▶ **What the exercise asks**: For this exercise, reproduce the entries below exactly, but only from the line containing "Target: metal buckle" through the line containing "man in this", both included.

--- Entries shown ---

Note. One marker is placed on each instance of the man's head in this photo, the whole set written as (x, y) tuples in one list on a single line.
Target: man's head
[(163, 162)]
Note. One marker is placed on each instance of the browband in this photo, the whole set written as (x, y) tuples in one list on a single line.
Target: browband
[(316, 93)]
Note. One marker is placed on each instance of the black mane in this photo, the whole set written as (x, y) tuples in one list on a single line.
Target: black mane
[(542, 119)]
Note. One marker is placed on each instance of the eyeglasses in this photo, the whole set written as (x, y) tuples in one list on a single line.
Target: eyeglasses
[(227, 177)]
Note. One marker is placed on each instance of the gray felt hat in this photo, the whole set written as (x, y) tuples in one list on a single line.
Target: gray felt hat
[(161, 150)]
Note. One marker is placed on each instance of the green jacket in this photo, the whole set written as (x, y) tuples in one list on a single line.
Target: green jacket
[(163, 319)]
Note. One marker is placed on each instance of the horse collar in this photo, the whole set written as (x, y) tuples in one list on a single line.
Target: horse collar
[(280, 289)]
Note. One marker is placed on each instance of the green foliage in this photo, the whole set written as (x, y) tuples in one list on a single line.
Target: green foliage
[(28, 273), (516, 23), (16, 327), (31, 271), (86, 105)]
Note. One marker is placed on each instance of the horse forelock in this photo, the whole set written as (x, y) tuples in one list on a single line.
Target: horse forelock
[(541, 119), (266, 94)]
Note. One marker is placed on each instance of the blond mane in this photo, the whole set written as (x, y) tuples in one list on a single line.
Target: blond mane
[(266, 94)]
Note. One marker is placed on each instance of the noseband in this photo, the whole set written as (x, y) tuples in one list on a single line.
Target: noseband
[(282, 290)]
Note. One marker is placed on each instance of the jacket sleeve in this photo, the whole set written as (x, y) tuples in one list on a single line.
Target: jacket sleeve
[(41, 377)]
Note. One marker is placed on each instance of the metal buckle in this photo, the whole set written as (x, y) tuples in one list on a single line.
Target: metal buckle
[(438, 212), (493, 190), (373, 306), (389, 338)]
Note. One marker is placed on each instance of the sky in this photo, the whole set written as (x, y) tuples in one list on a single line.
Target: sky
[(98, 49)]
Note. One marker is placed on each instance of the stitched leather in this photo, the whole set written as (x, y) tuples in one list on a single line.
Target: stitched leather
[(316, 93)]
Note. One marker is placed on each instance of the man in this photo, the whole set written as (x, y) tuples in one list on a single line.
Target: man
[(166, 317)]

---

▶ **Result of the task**:
Target: metal buckle
[(438, 212), (493, 190), (373, 306), (389, 338)]
Note. One marker is placed on each instance of the sky in this photo, the whole set written as (x, y) tuples in one list on a single line.
Target: sky
[(98, 49)]
Note. One marker is placed on each instance of the stitched leather in this photo, the whole set written as (x, y) tuples in one list on a single line.
Target: stitched leather
[(316, 93)]
Note. One marker is placed on each instance of the man in this photo, the whole set written as (x, y) tuples in one list on a single line.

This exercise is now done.